§ **Défi a**
Dans l'extrait à lire, quel établissement similaire à Weetamix est cité comme engendrant des plaintes du voisinage ?

§ **Extrait à lire**
M. Jean-Marc Odier (R). Je voulais revenir sur cette pétition pour exprimer encore mon étonnement sur cette proposition de renvoi au Conseil d'Etat. Non pas que Weetamix ne soit pas une activité intéressante, je pense au contraire qu'elle présente plusieurs aspects positifs, notamment, pour une salle de spectacle comme celle-ci, son emplacement et la localisation aux abords directs de l'aéroport. Je pense que cette situation est idéale par rapport aux nuisances que cette activité peut créer au centre-ville. On voit qu'un établissement similaire comme celui de l'Usine qui propose, dans un autre style, un même genre d'activité, engendre un certain nombre de plaintes du voisinage. Du point de vue logique, il semblerait plus adapté d'implanter les lieux de vie nocturne créant des nuisances aux abords directs de l'aéroport, par exemple, ou dans une autre zone, et de créer des transports publics nocturnes, comme il en existe dans le canton, par exemple les Noctambus. Dans le cas précis, ils ont sauf erreur été proposés, mais ils n'ont pas été acceptés, soit par le département, soit par la commune. Je pense donc qu'il serait plus logique d'implanter ces activités en dehors de la ville.
La prévention santé consistant à ne pas recourir au financement provenant du sponsoring des producteurs de tabac et d'alcool est une bonne chose. C'est louable, mais je pense que cela ne doit pas être un prétexte pour ne pas rechercher un équilibre financier dans l'organisation de manifestations. Si on les compare à d'autres associations, notamment des clubs sportifs, qui proposent aussi des activités que l'on pourrait qualifier de prévention santé, on constate que ces associations travaillent sans sponsoring et sans subvention.

§ **Défi b**
Extrayez des enregistrements toutes les lignes qui contiennent le mot « concrete ».

Enregistrements bruts
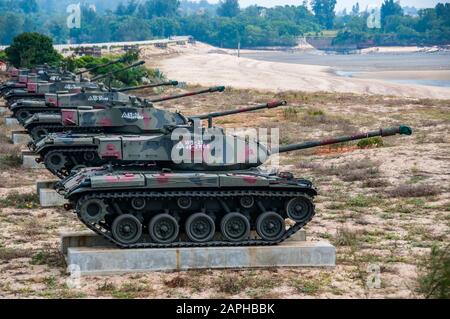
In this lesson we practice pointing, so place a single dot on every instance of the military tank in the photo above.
(197, 204)
(131, 117)
(64, 153)
(36, 90)
(97, 98)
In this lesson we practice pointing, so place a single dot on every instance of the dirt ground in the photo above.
(383, 206)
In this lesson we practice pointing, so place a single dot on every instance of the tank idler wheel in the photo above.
(93, 210)
(299, 209)
(22, 115)
(247, 201)
(184, 202)
(200, 228)
(89, 156)
(55, 161)
(270, 226)
(163, 229)
(38, 133)
(235, 227)
(127, 229)
(138, 203)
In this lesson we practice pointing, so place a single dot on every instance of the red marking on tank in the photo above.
(111, 152)
(75, 90)
(250, 179)
(32, 87)
(69, 117)
(52, 101)
(147, 119)
(105, 122)
(162, 179)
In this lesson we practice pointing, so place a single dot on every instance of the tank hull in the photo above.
(188, 209)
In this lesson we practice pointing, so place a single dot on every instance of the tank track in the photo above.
(63, 173)
(61, 129)
(105, 233)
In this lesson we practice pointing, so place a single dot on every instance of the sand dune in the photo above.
(206, 68)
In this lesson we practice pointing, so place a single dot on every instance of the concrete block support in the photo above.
(106, 259)
(29, 160)
(20, 137)
(48, 197)
(10, 121)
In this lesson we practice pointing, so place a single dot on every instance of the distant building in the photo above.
(3, 65)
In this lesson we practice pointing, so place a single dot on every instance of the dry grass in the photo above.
(421, 190)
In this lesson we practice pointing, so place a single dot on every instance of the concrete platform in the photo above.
(110, 260)
(10, 121)
(48, 197)
(29, 160)
(90, 239)
(20, 137)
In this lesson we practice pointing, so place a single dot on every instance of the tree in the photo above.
(31, 49)
(355, 9)
(159, 8)
(324, 12)
(28, 6)
(228, 8)
(390, 8)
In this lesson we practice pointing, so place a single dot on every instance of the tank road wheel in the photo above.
(299, 209)
(200, 228)
(247, 201)
(55, 161)
(89, 156)
(38, 132)
(93, 210)
(127, 229)
(163, 229)
(184, 202)
(270, 226)
(77, 168)
(22, 115)
(235, 227)
(138, 203)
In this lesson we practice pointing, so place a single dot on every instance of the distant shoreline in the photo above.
(206, 65)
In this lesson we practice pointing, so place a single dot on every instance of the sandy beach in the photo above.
(205, 65)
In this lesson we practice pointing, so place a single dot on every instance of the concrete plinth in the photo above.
(89, 239)
(20, 137)
(48, 197)
(29, 161)
(10, 121)
(109, 260)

§ **Solution complète a**
L'Usine.

§ **Solution complète b**
In this lesson we practice pointing, so place a single dot on every instance of the concrete block support in the photo above.
In this lesson we practice pointing, so place a single dot on every instance of the concrete platform in the photo above.
In this lesson we practice pointing, so place a single dot on every instance of the concrete plinth in the photo above.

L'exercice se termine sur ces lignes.